(Source data)
- - -

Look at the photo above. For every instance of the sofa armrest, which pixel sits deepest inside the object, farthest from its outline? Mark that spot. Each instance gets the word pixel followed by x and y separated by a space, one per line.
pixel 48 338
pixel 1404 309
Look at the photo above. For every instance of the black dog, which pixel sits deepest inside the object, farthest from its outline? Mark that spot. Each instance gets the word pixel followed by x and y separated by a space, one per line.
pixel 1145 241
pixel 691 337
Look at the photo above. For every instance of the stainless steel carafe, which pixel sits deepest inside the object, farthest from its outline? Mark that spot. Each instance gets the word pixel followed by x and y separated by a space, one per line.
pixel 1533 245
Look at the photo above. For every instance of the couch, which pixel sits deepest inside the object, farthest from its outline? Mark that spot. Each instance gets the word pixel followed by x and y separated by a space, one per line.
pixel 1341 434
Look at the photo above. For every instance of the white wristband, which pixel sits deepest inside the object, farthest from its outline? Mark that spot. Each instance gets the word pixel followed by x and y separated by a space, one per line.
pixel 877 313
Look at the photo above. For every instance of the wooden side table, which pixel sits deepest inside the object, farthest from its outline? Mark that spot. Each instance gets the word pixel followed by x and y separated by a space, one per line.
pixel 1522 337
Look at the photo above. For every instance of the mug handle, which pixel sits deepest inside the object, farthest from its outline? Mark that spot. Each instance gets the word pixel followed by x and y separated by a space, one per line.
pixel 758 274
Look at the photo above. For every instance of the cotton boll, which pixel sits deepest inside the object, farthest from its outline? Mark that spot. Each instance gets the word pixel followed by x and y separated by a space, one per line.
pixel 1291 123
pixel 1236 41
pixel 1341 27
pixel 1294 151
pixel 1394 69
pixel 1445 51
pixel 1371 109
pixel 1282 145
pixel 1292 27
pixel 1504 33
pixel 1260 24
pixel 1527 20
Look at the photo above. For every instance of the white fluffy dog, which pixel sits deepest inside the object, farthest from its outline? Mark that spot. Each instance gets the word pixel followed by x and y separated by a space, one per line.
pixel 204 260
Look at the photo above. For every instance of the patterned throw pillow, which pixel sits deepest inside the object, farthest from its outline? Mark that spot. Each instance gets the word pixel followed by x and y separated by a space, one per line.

- - -

:: PROBLEM TO SOLVE ::
Please copy the stretch of the material from the line containing "Look at the photo above. For every instance of the cotton" through the line containing "pixel 1341 27", keeping every line unchanged.

:: RESPONSE TO THE TASK ::
Look at the photo above. For every instance of the cotton boll, which pixel sits deepest inside the object, farthest from its outline? Mark that spot. Each instance gets the word pixel followed by x and y separated by a space, one per line.
pixel 1291 123
pixel 1236 41
pixel 1341 27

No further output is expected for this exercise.